[What is being asked]:
Line by line, reproduce the material below exactly.

[Supplied information]:
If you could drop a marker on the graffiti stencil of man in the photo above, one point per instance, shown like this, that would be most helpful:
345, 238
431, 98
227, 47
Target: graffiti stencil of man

[Task answer]:
If you could drop a marker on the graffiti stencil of man in the photo above, one point per instance, shown like this, that would be most helpful:
345, 238
431, 98
227, 47
Target: graffiti stencil of man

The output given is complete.